>> Begin DATA FOR THIS TASK
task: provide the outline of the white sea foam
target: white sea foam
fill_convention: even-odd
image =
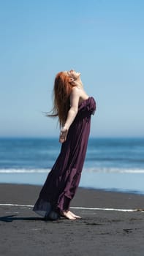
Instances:
[[[48,173],[50,169],[26,169],[26,168],[10,168],[0,169],[0,173]],[[87,167],[83,168],[86,173],[144,173],[144,169],[130,169],[130,168],[115,168],[115,167]]]

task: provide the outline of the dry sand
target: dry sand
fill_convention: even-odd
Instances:
[[[41,187],[0,184],[0,204],[34,205]],[[144,208],[144,196],[79,188],[72,207]],[[82,217],[45,221],[31,207],[0,206],[0,256],[144,255],[144,212],[72,209]]]

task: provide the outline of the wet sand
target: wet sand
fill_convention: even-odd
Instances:
[[[87,208],[72,208],[81,219],[45,221],[31,207],[40,189],[0,184],[1,256],[143,255],[144,212],[102,209],[143,209],[144,195],[79,188],[71,206]]]

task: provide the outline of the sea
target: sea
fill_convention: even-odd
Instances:
[[[0,138],[0,183],[42,186],[58,138]],[[90,138],[80,187],[144,194],[144,138]]]

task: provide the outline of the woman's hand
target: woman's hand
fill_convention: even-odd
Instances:
[[[61,129],[60,135],[59,135],[59,142],[61,143],[63,143],[64,141],[67,140],[67,133],[68,133],[68,129],[67,129],[65,127],[64,127]]]

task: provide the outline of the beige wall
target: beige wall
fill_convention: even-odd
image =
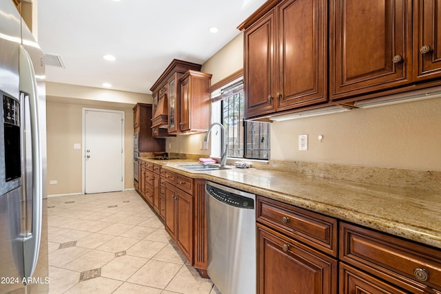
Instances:
[[[243,35],[214,55],[202,70],[212,83],[243,67]],[[441,171],[441,98],[285,122],[271,127],[271,159]],[[298,151],[298,135],[309,135],[309,150]],[[317,139],[321,134],[322,143]],[[167,139],[167,151],[201,150],[203,134]],[[170,148],[169,143],[172,143]]]
[[[238,36],[213,55],[203,65],[201,71],[213,74],[212,85],[243,68],[243,34]],[[167,139],[167,152],[209,156],[209,150],[201,149],[201,142],[205,133],[181,135]]]
[[[441,171],[440,114],[438,98],[274,122],[271,158]],[[306,151],[298,147],[303,134]]]
[[[151,103],[151,95],[99,90],[83,87],[63,87],[56,85],[58,92],[52,90],[48,83],[47,95],[48,195],[64,195],[82,192],[82,149],[74,149],[74,144],[82,144],[83,107],[120,110],[125,112],[125,189],[133,188],[133,110],[134,99]],[[58,93],[61,96],[54,96]],[[94,96],[94,94],[98,94]],[[93,100],[103,95],[118,96],[119,102]],[[70,98],[67,98],[70,96]],[[78,97],[84,96],[85,99]],[[124,103],[127,98],[130,103]],[[56,180],[57,185],[50,185]]]

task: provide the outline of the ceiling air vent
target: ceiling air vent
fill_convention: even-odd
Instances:
[[[46,65],[55,66],[57,67],[65,68],[63,59],[60,55],[55,55],[45,53],[44,54],[45,64]]]

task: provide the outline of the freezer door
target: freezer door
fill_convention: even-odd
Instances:
[[[22,211],[23,242],[23,266],[20,273],[25,278],[32,275],[39,256],[43,201],[43,178],[38,92],[35,73],[30,56],[20,46],[20,105],[21,107]]]

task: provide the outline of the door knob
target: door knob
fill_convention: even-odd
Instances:
[[[420,48],[420,53],[422,54],[425,54],[426,53],[429,53],[432,51],[432,48],[429,45],[424,45],[424,46]]]

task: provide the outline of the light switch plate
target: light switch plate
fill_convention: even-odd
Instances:
[[[300,151],[308,150],[308,135],[298,135],[298,149]]]

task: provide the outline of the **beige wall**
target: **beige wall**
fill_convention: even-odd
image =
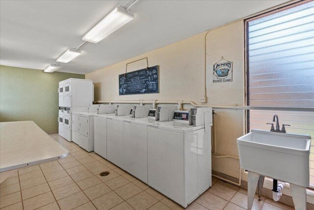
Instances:
[[[204,95],[204,48],[206,32],[196,35],[110,66],[87,74],[95,85],[95,100],[184,100],[199,101]],[[244,104],[244,23],[239,21],[209,32],[207,36],[206,78],[208,103],[212,105]],[[234,62],[233,81],[213,83],[213,64],[222,56]],[[159,65],[159,93],[119,96],[118,75],[125,72],[127,63],[148,58],[150,66]],[[128,65],[128,71],[146,67],[146,61]],[[185,109],[188,107],[184,107]],[[238,156],[236,139],[243,133],[242,111],[218,110],[216,151]],[[238,177],[238,160],[212,160],[213,169]]]

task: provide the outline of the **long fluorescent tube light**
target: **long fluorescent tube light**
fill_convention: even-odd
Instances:
[[[81,54],[80,50],[69,48],[62,56],[57,59],[57,62],[67,63]]]
[[[82,39],[89,42],[98,43],[133,18],[132,13],[118,6],[85,34]]]
[[[60,65],[52,64],[51,65],[49,65],[48,67],[46,68],[44,71],[45,72],[52,73],[54,71],[58,69],[59,68],[60,68]]]

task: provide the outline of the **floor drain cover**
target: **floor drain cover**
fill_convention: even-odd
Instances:
[[[109,174],[110,174],[110,172],[108,171],[104,171],[99,174],[99,175],[102,177],[105,177],[106,176],[109,175]]]

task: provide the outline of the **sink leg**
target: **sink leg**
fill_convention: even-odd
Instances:
[[[248,172],[248,180],[247,187],[247,209],[251,210],[254,201],[254,196],[256,191],[256,187],[257,186],[259,180],[260,179],[260,175],[254,172],[249,171]]]
[[[261,197],[262,196],[262,190],[263,188],[263,184],[264,184],[264,179],[265,177],[260,175],[260,179],[259,179],[259,183],[258,185],[258,193],[259,193],[259,201],[261,201]]]
[[[306,187],[290,184],[295,210],[306,210]]]

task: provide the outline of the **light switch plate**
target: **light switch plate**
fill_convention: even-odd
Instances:
[[[207,97],[205,96],[200,97],[200,103],[207,103]]]

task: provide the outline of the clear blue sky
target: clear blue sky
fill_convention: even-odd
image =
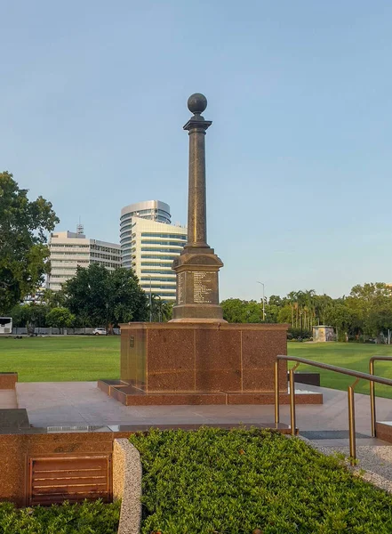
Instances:
[[[220,296],[392,282],[392,3],[0,0],[0,167],[74,230],[187,219],[204,93]]]

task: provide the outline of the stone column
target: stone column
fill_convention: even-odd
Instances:
[[[184,126],[189,132],[189,184],[187,247],[208,247],[205,198],[205,132],[212,124],[201,113],[207,107],[203,94],[193,94],[188,107],[194,113]]]
[[[218,284],[223,263],[207,245],[204,139],[212,123],[201,115],[206,107],[203,94],[192,94],[188,101],[194,114],[184,126],[189,133],[188,242],[172,266],[177,274],[177,303],[172,320],[178,322],[225,322]]]

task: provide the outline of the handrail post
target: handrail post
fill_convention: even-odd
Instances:
[[[359,378],[354,382],[352,385],[348,386],[348,439],[350,447],[350,464],[355,465],[356,459],[356,408],[354,403],[354,388],[358,384]]]
[[[292,435],[295,436],[295,383],[294,371],[300,364],[297,363],[290,369],[290,424],[292,426]]]
[[[371,358],[369,361],[369,374],[374,375],[374,360]],[[376,437],[376,393],[374,391],[374,382],[370,381],[371,395],[371,419],[372,419],[372,437]]]
[[[275,425],[279,423],[279,360],[275,362]]]

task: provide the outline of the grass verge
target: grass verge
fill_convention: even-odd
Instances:
[[[289,356],[307,358],[322,363],[336,365],[363,373],[369,373],[369,360],[372,356],[392,356],[392,345],[367,344],[359,343],[288,343]],[[289,362],[289,367],[293,364]],[[348,385],[354,382],[352,376],[340,375],[324,369],[300,364],[297,369],[320,373],[320,384],[347,391]],[[376,361],[375,374],[384,378],[392,379],[392,362]],[[376,394],[379,397],[392,399],[392,387],[388,385],[375,385]],[[356,386],[356,392],[369,394],[369,382],[361,380]]]
[[[0,372],[20,382],[71,382],[120,376],[120,336],[0,337]]]
[[[119,501],[20,509],[11,503],[0,503],[1,534],[116,534],[119,519]]]
[[[142,534],[392,532],[392,497],[299,439],[202,428],[130,441],[143,465]]]

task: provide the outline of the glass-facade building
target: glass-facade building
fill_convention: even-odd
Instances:
[[[161,200],[146,200],[125,206],[121,210],[120,218],[120,244],[121,265],[131,268],[132,261],[132,219],[138,217],[163,222],[171,223],[170,206]]]
[[[164,301],[176,299],[172,265],[187,243],[187,229],[170,222],[170,206],[160,200],[132,204],[121,212],[122,266],[132,267],[146,293]]]

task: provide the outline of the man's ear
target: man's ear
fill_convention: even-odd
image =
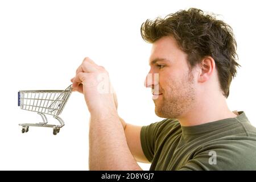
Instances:
[[[204,82],[208,80],[213,73],[215,69],[215,61],[210,56],[204,57],[199,65],[200,69],[198,81]]]

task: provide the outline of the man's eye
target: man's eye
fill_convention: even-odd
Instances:
[[[162,69],[162,68],[163,68],[163,67],[164,67],[164,65],[162,65],[162,64],[158,64],[158,65],[156,65],[156,67],[157,67],[158,68],[159,68],[159,69]]]

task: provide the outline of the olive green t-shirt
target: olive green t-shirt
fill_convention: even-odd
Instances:
[[[170,119],[143,126],[150,170],[256,170],[256,129],[238,114],[193,126]]]

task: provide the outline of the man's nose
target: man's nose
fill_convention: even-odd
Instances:
[[[151,88],[154,89],[154,87],[158,85],[159,80],[158,73],[148,73],[144,82],[144,85],[146,88]]]

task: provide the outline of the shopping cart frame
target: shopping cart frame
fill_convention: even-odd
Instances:
[[[18,92],[18,106],[21,109],[37,112],[43,122],[20,123],[22,133],[28,131],[30,126],[51,127],[53,135],[60,132],[65,123],[59,116],[72,92],[72,85],[65,90],[20,90]],[[29,101],[29,103],[28,103]],[[32,103],[31,103],[32,102]],[[49,125],[46,114],[52,115],[60,125]]]

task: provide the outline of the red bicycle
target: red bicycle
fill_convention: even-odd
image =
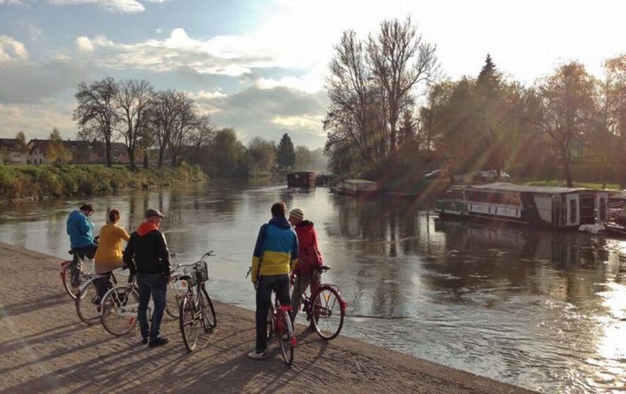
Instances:
[[[275,333],[280,345],[282,359],[289,366],[294,363],[294,351],[297,345],[296,332],[291,325],[291,306],[280,305],[278,298],[275,297],[267,315],[267,340],[269,342]]]
[[[330,269],[328,265],[321,265],[317,270],[321,274]],[[307,320],[317,335],[330,340],[337,337],[344,327],[346,305],[337,286],[321,284],[310,296],[307,292],[302,295],[296,310],[302,306],[302,311],[307,314]]]

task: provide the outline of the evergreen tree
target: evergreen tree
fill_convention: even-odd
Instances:
[[[278,142],[278,154],[277,161],[278,165],[284,168],[291,167],[296,164],[296,150],[294,149],[294,142],[289,135],[285,133]]]
[[[491,58],[491,55],[487,54],[487,58],[485,58],[485,65],[483,66],[480,74],[479,74],[478,83],[493,82],[499,79],[499,73],[496,69],[493,59]]]

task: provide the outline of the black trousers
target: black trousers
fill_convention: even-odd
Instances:
[[[289,304],[289,275],[262,275],[257,287],[257,351],[267,348],[267,314],[272,304],[272,291],[281,305]]]

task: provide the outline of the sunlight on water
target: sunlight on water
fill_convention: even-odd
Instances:
[[[542,392],[626,390],[626,242],[445,222],[410,199],[357,200],[248,181],[91,202],[97,229],[111,208],[129,230],[148,207],[161,209],[182,261],[217,254],[209,260],[211,295],[253,309],[246,273],[277,200],[315,223],[331,266],[323,281],[348,302],[343,334]],[[65,220],[80,202],[6,206],[0,240],[66,257]]]

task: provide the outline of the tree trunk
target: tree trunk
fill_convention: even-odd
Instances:
[[[111,157],[111,138],[107,138],[105,143],[106,145],[106,166],[111,167],[113,163]]]
[[[561,150],[561,157],[563,160],[563,172],[565,177],[565,181],[568,183],[568,187],[573,188],[574,182],[572,181],[572,172],[570,170],[570,157],[567,151]]]
[[[165,154],[165,147],[159,147],[159,168],[163,167],[163,156]]]
[[[131,163],[131,171],[137,172],[137,167],[135,165],[135,149],[128,148],[128,159]]]

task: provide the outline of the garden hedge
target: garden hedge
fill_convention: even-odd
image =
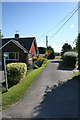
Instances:
[[[9,63],[7,64],[7,77],[10,85],[17,84],[25,77],[27,65],[25,63]]]
[[[76,52],[65,52],[63,54],[63,65],[65,67],[74,68],[77,61],[77,53]]]

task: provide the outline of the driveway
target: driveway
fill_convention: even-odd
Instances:
[[[25,97],[2,111],[3,118],[77,118],[78,82],[61,61],[48,63]]]

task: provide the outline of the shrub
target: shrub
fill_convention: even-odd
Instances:
[[[41,67],[43,62],[46,61],[46,58],[43,57],[37,57],[37,60],[34,61],[34,69],[37,69],[38,67]]]
[[[27,66],[25,63],[9,63],[7,64],[7,76],[9,85],[17,84],[25,77]]]
[[[50,55],[48,55],[47,58],[48,58],[48,59],[54,59],[54,58],[55,58],[54,52],[52,52]]]
[[[32,61],[35,62],[36,60],[37,60],[37,57],[34,56],[33,59],[32,59]]]
[[[64,67],[74,68],[76,65],[77,53],[76,52],[65,52],[63,54],[63,65]]]

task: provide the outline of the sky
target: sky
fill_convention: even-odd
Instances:
[[[78,12],[55,35],[55,32],[64,24],[54,28],[65,16],[78,5],[78,2],[2,2],[2,33],[4,37],[36,37],[38,47],[48,45],[55,52],[61,52],[64,43],[72,47],[78,34]],[[54,29],[53,29],[54,28]]]

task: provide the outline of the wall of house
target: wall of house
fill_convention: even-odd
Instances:
[[[36,53],[34,42],[32,43],[32,46],[31,46],[31,49],[30,49],[30,53]]]
[[[7,44],[3,49],[2,49],[2,62],[4,63],[3,60],[3,55],[4,52],[19,52],[19,61],[9,61],[6,60],[7,63],[10,62],[24,62],[24,63],[28,63],[28,54],[24,53],[23,50],[21,50],[19,47],[17,47],[14,43],[10,42],[9,44]]]

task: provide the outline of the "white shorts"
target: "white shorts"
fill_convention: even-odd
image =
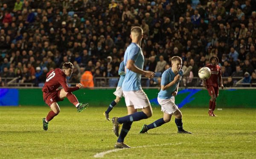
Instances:
[[[134,109],[143,109],[151,106],[147,95],[142,90],[136,91],[123,91],[126,106],[134,105]]]
[[[113,94],[116,95],[120,98],[122,98],[123,96],[123,93],[122,93],[122,87],[116,87],[116,91],[113,93]]]
[[[175,98],[174,96],[169,99],[164,99],[157,98],[157,101],[161,105],[161,111],[169,114],[173,114],[179,109],[175,104]]]

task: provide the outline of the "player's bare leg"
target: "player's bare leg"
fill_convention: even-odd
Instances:
[[[54,102],[51,105],[51,110],[45,118],[43,118],[43,128],[45,130],[48,130],[49,122],[60,113],[61,110],[57,102]]]
[[[209,110],[208,111],[208,114],[210,116],[214,116],[213,115],[213,110],[212,110],[212,108],[213,104],[214,104],[214,102],[215,100],[216,96],[215,95],[215,94],[211,95],[211,99],[209,102]]]
[[[118,103],[119,103],[119,102],[121,100],[121,98],[119,97],[118,96],[116,96],[116,99],[114,100],[114,101],[113,101],[110,104],[109,106],[108,106],[108,110],[107,110],[106,111],[103,113],[103,115],[105,116],[105,118],[107,120],[108,120],[109,121],[110,120],[110,119],[109,119],[109,113],[111,111],[111,110],[112,110],[114,107]]]
[[[143,125],[142,128],[140,131],[140,133],[147,133],[148,130],[160,127],[163,124],[169,122],[171,121],[172,116],[172,114],[169,114],[164,112],[163,118],[160,118],[148,125],[146,124]]]
[[[173,113],[175,116],[175,123],[178,128],[178,133],[192,133],[191,132],[185,131],[183,129],[183,124],[182,123],[182,113],[180,110],[177,109]]]
[[[88,104],[83,104],[79,103],[78,100],[72,93],[66,92],[64,88],[61,90],[59,98],[61,99],[67,97],[70,102],[72,103],[77,108],[77,111],[81,112],[84,109],[86,109],[88,106]]]

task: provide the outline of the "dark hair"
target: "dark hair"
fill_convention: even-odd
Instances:
[[[213,59],[214,58],[216,58],[216,59],[217,60],[217,62],[218,63],[218,57],[215,57],[215,56],[212,56],[212,57],[210,59],[210,62],[211,63],[212,63],[212,60],[213,60]]]
[[[65,62],[64,64],[63,64],[63,65],[62,65],[62,69],[68,69],[70,68],[72,69],[74,69],[74,66],[73,66],[72,63],[71,63],[70,62]]]

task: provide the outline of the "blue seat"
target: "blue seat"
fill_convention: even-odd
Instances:
[[[38,87],[43,87],[44,85],[44,83],[39,83],[38,84]]]
[[[110,78],[108,81],[108,85],[109,87],[116,87],[117,86],[118,83],[119,78]]]
[[[75,12],[74,11],[70,11],[67,13],[67,14],[71,17],[73,17],[73,15],[75,14]]]
[[[246,6],[246,5],[245,5],[245,4],[242,4],[241,5],[241,8],[242,9],[244,9],[244,8],[245,7],[245,6]]]
[[[155,77],[161,77],[162,76],[162,73],[161,73],[160,72],[155,72]]]

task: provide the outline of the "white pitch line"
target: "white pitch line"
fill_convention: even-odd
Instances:
[[[169,143],[169,144],[161,144],[161,145],[153,145],[140,146],[137,146],[136,147],[131,147],[131,149],[142,148],[142,147],[153,147],[153,146],[165,146],[165,145],[180,145],[181,144],[182,144],[181,143],[176,143],[176,144]],[[117,151],[120,151],[121,150],[127,150],[127,149],[130,149],[119,148],[119,149],[115,149],[108,150],[108,151],[102,152],[99,153],[97,153],[95,155],[94,155],[94,156],[93,156],[95,158],[102,158],[104,156],[104,155],[105,155],[106,154],[111,153],[111,152],[117,152]]]

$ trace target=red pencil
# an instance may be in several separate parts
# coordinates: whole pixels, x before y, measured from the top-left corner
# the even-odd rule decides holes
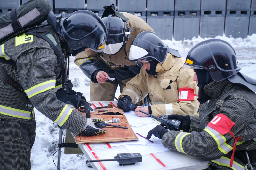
>> End DATA FOR THIS TASK
> _PROBLEM DETAILS_: Show each line above that contains the word "ceiling", copying every such line in full.

> _COMPLETED TASK_:
task: provide the outline of the ceiling air vent
target: ceiling air vent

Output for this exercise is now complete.